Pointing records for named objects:

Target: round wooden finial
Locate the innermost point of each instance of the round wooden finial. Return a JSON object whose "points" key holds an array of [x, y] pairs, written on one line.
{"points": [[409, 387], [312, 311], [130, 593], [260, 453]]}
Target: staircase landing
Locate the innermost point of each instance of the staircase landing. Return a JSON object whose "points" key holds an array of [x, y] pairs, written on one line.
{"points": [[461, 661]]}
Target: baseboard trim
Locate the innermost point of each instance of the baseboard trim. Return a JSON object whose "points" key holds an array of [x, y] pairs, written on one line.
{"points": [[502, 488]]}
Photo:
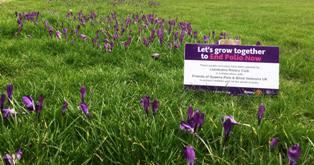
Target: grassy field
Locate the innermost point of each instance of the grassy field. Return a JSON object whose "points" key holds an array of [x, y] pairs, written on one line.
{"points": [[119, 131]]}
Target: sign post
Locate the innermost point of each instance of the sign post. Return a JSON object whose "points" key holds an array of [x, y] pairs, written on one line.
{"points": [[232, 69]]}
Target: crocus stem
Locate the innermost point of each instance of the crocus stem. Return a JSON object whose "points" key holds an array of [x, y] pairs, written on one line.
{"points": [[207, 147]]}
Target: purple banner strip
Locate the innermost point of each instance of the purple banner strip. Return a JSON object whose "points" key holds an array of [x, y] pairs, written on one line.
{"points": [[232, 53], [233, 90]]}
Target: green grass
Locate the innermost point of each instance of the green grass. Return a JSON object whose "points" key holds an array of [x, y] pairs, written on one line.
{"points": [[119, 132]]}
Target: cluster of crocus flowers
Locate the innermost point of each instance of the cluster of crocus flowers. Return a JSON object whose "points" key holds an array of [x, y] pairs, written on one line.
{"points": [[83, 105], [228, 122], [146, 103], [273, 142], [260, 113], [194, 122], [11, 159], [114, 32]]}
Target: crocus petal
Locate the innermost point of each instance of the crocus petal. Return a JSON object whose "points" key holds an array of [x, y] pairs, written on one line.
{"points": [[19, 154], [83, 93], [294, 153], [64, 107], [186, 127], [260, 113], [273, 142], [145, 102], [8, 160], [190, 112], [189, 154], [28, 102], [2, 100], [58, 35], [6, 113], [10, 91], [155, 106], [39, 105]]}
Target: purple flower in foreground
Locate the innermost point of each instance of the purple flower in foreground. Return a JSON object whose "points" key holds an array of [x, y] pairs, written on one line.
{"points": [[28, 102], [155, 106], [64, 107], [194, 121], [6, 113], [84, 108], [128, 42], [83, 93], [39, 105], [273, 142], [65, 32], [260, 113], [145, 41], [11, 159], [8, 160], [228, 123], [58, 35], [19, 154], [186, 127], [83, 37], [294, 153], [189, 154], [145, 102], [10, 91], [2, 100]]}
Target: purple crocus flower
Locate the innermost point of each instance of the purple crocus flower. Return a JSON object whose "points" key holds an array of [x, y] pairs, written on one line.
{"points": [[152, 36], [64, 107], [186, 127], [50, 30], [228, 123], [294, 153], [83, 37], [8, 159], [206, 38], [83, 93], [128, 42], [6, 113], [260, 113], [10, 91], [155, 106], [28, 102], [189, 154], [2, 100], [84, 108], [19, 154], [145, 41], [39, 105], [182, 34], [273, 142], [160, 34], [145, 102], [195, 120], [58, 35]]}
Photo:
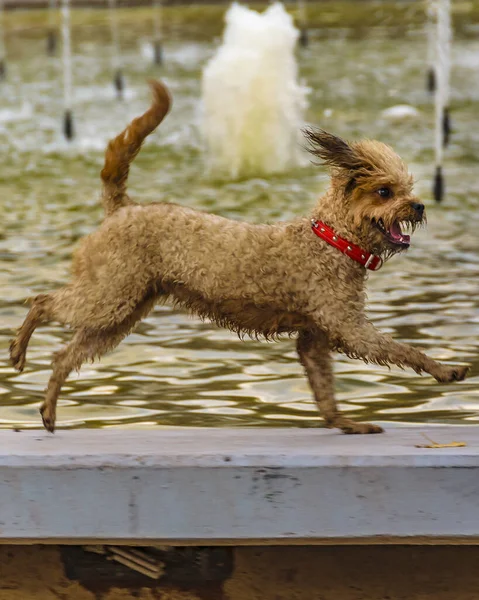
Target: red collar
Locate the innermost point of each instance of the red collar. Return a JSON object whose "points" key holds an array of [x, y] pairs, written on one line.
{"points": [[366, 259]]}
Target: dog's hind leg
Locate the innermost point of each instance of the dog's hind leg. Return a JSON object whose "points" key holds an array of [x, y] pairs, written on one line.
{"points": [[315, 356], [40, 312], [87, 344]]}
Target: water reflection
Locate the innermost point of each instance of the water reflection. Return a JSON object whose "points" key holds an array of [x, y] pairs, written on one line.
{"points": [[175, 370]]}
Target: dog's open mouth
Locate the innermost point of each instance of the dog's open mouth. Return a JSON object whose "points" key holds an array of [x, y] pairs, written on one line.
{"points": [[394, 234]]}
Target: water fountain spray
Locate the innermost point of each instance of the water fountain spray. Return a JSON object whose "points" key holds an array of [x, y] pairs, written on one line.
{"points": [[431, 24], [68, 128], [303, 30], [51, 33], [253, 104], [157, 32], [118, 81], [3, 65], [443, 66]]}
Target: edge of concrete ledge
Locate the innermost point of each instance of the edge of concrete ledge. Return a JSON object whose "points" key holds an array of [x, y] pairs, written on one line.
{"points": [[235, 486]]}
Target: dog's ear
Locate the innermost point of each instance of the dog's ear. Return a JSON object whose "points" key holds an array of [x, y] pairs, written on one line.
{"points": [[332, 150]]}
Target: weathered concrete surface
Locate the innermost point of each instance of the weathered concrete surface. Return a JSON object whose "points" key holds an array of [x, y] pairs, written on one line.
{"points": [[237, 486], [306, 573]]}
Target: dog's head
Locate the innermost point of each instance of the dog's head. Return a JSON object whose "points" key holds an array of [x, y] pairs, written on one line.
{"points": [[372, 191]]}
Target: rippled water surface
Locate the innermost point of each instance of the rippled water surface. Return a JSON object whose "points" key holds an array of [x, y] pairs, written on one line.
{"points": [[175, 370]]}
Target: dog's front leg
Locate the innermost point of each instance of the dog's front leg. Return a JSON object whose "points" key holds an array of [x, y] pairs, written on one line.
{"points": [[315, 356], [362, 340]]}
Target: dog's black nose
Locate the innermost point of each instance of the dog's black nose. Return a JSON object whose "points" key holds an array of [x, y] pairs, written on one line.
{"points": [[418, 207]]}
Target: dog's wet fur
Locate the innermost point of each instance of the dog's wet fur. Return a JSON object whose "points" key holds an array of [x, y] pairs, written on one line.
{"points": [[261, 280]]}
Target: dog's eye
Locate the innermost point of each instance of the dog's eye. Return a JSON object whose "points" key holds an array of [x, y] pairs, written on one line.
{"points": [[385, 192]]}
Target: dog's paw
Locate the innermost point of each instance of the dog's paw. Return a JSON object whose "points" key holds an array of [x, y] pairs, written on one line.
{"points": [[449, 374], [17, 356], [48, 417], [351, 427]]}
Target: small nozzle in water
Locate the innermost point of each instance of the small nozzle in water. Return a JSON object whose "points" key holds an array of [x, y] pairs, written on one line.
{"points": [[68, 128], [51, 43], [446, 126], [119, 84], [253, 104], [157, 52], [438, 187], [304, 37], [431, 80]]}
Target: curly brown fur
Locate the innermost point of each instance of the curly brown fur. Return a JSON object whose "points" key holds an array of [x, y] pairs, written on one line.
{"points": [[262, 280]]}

— WHAT TO DO —
Copy out, word for word, the stretch of the material from the line containing "Target: dog's black nose" through the end of the material, with both ends included.

— CORRECT ANSWER —
Target: dog's black nose
Locate the innermost point of each instance of the dog's black nose. Return a JSON object whose "points" key holds an array of [x, y] pairs, written on one line.
{"points": [[418, 207]]}
Target: dog's wet fur
Locate the innermost point of each instance of the dog's wet fur. Return a JSON object whose "points" key holds an array of [x, y] pairs, written on one line.
{"points": [[261, 280]]}
Target: dog's eye
Locate the innermost point of each instance of the dog's eye. Return a JSON object whose "points" key holds an array of [x, y] pairs, written on one line.
{"points": [[385, 192]]}
Target: dog's paw
Locate the innermost point of each instance of the dog's paw. Return a JSON object whose "points" key holds an array of [x, y] pairs, written on one line.
{"points": [[449, 374], [17, 356], [48, 417], [351, 427]]}
Target: small nozzle in water
Locate the innermost point of each instance of the small nozzle in water. Return a JSON object whose "points" key holds an array of [x, y] pairs, written on one line.
{"points": [[68, 128], [51, 43], [446, 126], [119, 84], [253, 104], [157, 52], [438, 187], [304, 37], [431, 80]]}
Target: curly brown fur
Locate the innermost point of each instance of the curly brown fur. Return a JSON object whose "points" key holds an array of [x, y] pairs, written on one line.
{"points": [[262, 280]]}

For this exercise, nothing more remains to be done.